Exercise A:
Summarize the description of the kitten cartoon in two sentences.
Exercise B:
According to the description of the kitten cartoon, who wrote the children's story the cartoon is based on?
Exercise C:
Rewrite the part of the kitten cartoon description starting at "A naughty little" and ending at "and colleagues alike.", putting "reviewers" in place of "critics".

A naughty little kitten escapes his home and makes some animal friends in the forest, but they get into trouble when it gets dark. Based on the children's story by Ivan Belyshev.

This cartoon was praised by critics and colleagues alike.

The original story ("The Stubborn Kitten" / Упрямый котёнок) can be read here (in Russian). A 1980 illustrated filmstrip adaptation by Diafilm can be viewed here. It differs from the cartoon in that the kitten doesn't meet the young animals on his own, but instead gets lost in the forest and wanders around, with everyone trying to figure out who he is and directing him to join different animal families (e.g. "can you climb trees?" "Yes" "Then you must be a squirrel").

Soviet film historian S. S. Ginzburg noted in his book "Painted and Puppet Film" (1957) that "the film, very simple in its plot, is in its genre an unsurpassed example of directorial and visual animation skill to this day"

Information supplied:
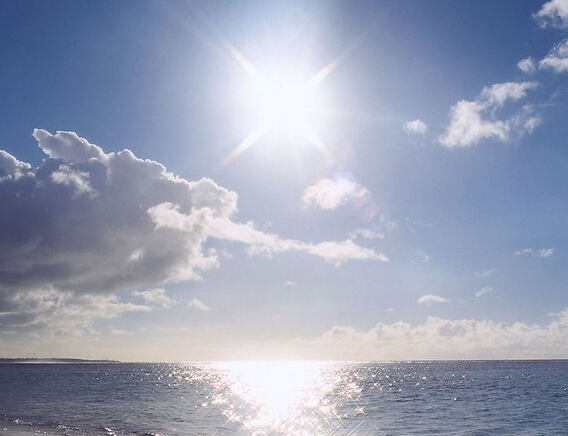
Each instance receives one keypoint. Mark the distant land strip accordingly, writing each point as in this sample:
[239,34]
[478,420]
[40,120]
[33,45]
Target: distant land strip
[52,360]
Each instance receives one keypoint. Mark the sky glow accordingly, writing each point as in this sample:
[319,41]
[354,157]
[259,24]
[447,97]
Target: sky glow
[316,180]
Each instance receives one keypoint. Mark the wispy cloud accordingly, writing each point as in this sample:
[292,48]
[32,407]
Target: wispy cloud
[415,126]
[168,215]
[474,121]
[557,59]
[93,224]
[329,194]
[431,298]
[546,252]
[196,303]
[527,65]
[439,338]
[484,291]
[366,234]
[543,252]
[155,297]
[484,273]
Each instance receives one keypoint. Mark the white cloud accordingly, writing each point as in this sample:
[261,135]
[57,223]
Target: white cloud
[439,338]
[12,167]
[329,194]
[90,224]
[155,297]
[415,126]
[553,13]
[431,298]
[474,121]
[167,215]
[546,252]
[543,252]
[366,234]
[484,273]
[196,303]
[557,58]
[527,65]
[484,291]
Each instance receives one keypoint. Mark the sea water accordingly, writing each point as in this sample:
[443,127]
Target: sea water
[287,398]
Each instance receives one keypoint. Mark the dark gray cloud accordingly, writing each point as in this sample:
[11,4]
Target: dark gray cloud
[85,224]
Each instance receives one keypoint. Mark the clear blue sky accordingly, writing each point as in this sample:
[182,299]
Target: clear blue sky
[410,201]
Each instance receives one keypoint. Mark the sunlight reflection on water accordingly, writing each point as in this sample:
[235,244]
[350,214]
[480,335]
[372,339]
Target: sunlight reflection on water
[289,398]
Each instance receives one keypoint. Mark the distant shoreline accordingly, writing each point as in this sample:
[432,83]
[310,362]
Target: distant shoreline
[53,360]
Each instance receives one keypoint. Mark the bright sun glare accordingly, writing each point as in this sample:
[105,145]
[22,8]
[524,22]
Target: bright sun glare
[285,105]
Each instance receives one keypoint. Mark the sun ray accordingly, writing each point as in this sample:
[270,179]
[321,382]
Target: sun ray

...

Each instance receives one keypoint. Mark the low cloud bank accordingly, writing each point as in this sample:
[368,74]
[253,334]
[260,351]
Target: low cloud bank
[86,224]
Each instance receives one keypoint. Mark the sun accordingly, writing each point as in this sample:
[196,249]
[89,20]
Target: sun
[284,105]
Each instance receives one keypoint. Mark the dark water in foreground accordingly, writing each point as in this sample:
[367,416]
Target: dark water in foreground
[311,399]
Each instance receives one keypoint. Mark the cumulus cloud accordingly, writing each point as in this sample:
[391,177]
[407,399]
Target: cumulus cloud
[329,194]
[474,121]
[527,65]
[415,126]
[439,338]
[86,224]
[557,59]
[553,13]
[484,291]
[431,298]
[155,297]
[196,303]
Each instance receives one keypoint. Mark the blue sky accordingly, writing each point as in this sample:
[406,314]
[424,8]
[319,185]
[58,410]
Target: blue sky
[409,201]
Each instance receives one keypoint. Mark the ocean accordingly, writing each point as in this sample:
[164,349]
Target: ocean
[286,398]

--

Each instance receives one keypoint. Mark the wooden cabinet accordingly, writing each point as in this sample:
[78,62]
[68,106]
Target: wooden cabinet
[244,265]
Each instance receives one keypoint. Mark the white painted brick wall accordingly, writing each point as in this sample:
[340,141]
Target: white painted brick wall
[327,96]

Written response A:
The cartoon, based on Ivan Belyshev's children's story, follows a naughty little kitten who escapes his home, makes animal friends in the forest, and gets into trouble with them when it gets dark. It was praised by critics and colleagues, and film historian S. S. Ginzburg called it an unsurpassed example of directorial and visual animation skill in its genre.

Written response B:
Ivan Belyshev.

Written response C:
A naughty little kitten escapes his home and makes some animal friends in the forest, but they get into trouble when it gets dark. Based on the children's story by Ivan Belyshev.

This cartoon was praised by reviewers and colleagues alike.